TAREFA A :: Troque "Jaguaré" por "Butantã" no trecho do texto sobre a peça Guerra de Papel que vai de "Segunda peça da" a "executando 12 canções." e apresente o trecho assim modificado.

TEXTO ::
§ §

Musical jovem Guerra de Papel transporta o mito de Antígona para os tempos atuais

Foto - Jefferson Pancieri

Com interpretação brechtiniana, a 
Tô em Outra Cia. de Teatro discute a dura realidade enfrentada pelos jovens negros da periferia. Peça circula por Jundiaí, São Caetano do Sul, Guarulhos, São Paulo e Barueri

Segunda peça da trilogia de pesquisa da Tô em Outra Cia. de Teatro sobre Teatro Grego e Periferia, Guerra de Papel - uma tragédia urbana musical é o novo espetáculo do grupo de repertório do Jaguaré, na zona oeste de São Paulo. A peça trata da tragédia diária ocorrida nas periferias do Brasil, palco da violência sofrida pelas comunidades residentes nessas regiões. Na adaptação do mito grego de Antígona para os dias atuais, foi concebida uma interpretação brechtiniana. Com duração de 60 minutos, em média, a encenação acontece ao vivo com atores e banda de quatro músicos, executando 12 canções.

Enquanto na mitologia grega, a figura de Antígona - filha do casamento incestuoso de Édipo e Jocasta - é aquela que tenta enterrar seu irmão, na peça da companhia ela é a personagem central, a mulher negra na luta para descobrir quem tirou a vida de seu filho Aramiz, morto em consequência de uma bala perdida dentro da sala de aula.

Se no primeiro espetáculo da trilogia Das Ruas, um Orfeu de Mochila (saiba mais aqui), o grupo adaptou o mito de Orfeu e Eurídice para os tempos atuais, celebrando o amor, em Guerra de Papel a Cia. - sempre na estética do teatro musical - transporta o mito de Antígona para a contemporaneidade e retrata o luto. A reflexão proposta agora passa pelo precário ensino público brasileiro e o genocídio dos negros, principalmente em escolas periféricas, consequência do combate entre polícia e traficantes. Depois da tragédia com o filho, Antígona estampa o rosto do menino nos jornais, camisetas e em sua janela, gritando em sua comunidade, fazendo sua própria guerra.

§ §

REGISTROS DA TAREFA ::
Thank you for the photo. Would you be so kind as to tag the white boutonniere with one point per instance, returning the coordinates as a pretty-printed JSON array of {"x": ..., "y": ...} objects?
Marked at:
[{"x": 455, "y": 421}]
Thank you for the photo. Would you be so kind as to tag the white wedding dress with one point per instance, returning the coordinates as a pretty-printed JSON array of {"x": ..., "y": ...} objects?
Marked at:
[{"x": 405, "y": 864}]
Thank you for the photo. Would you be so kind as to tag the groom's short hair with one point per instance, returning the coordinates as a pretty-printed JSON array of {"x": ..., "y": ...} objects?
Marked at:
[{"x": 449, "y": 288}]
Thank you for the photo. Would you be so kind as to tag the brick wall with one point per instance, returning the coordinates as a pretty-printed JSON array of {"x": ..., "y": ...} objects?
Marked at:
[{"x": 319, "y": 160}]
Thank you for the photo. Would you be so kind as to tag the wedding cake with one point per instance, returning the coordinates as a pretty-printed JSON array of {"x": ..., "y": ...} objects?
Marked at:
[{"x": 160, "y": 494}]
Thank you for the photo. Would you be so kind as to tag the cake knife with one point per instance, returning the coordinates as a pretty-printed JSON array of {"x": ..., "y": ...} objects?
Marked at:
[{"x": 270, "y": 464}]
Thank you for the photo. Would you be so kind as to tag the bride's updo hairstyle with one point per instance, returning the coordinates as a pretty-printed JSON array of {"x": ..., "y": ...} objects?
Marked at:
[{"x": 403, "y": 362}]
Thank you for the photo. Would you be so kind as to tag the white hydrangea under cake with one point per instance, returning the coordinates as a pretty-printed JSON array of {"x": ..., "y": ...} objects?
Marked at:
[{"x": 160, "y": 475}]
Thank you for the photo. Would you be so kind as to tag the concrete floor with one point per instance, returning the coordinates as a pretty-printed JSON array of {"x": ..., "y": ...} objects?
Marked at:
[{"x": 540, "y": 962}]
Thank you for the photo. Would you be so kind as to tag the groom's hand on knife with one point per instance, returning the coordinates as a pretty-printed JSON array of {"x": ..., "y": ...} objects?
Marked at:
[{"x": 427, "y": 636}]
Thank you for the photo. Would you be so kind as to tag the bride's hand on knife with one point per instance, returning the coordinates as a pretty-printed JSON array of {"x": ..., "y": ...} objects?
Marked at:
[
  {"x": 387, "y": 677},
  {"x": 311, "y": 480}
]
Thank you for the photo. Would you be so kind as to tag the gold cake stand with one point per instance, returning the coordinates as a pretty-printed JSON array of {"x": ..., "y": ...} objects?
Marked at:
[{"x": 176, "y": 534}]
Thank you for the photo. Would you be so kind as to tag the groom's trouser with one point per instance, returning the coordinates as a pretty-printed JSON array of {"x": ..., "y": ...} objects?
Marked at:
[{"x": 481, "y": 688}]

§ §

TAREFA B :: Repita sem nenhuma alteração as linhas dos registros, desde a linha com "tag the cake" até o fim dos registros, incluindo essa primeira linha.

SOLUÇÃO A ::
Segunda peça da trilogia de pesquisa da Tô em Outra Cia. de Teatro sobre Teatro Grego e Periferia, Guerra de Papel - uma tragédia urbana musical é o novo espetáculo do grupo de repertório do Butantã, na zona oeste de São Paulo. A peça trata da tragédia diária ocorrida nas periferias do Brasil, palco da violência sofrida pelas comunidades residentes nessas regiões. Na adaptação do mito grego de Antígona para os dias atuais, foi concebida uma interpretação brechtiniana. Com duração de 60 minutos, em média, a encenação acontece ao vivo com atores e banda de quatro músicos, executando 12 canções.

SOLUÇÃO B ::
Thank you for the photo. Would you be so kind as to tag the cake knife with one point per instance, returning the coordinates as a pretty-printed JSON array of {"x": ..., "y": ...} objects?
Marked at:
[{"x": 270, "y": 464}]
Thank you for the photo. Would you be so kind as to tag the bride's updo hairstyle with one point per instance, returning the coordinates as a pretty-printed JSON array of {"x": ..., "y": ...} objects?
Marked at:
[{"x": 403, "y": 362}]
Thank you for the photo. Would you be so kind as to tag the white hydrangea under cake with one point per instance, returning the coordinates as a pretty-printed JSON array of {"x": ..., "y": ...} objects?
Marked at:
[{"x": 160, "y": 475}]
Thank you for the photo. Would you be so kind as to tag the concrete floor with one point per instance, returning the coordinates as a pretty-printed JSON array of {"x": ..., "y": ...} objects?
Marked at:
[{"x": 540, "y": 962}]
Thank you for the photo. Would you be so kind as to tag the groom's hand on knife with one point per instance, returning the coordinates as a pretty-printed JSON array of {"x": ..., "y": ...} objects?
Marked at:
[{"x": 427, "y": 636}]
Thank you for the photo. Would you be so kind as to tag the bride's hand on knife with one point per instance, returning the coordinates as a pretty-printed JSON array of {"x": ..., "y": ...} objects?
Marked at:
[
  {"x": 387, "y": 677},
  {"x": 311, "y": 480}
]
Thank you for the photo. Would you be so kind as to tag the gold cake stand with one point per instance, returning the coordinates as a pretty-printed JSON array of {"x": ..., "y": ...} objects?
Marked at:
[{"x": 176, "y": 534}]
Thank you for the photo. Would you be so kind as to tag the groom's trouser with one point per instance, returning the coordinates as a pretty-printed JSON array of {"x": ..., "y": ...} objects?
Marked at:
[{"x": 481, "y": 688}]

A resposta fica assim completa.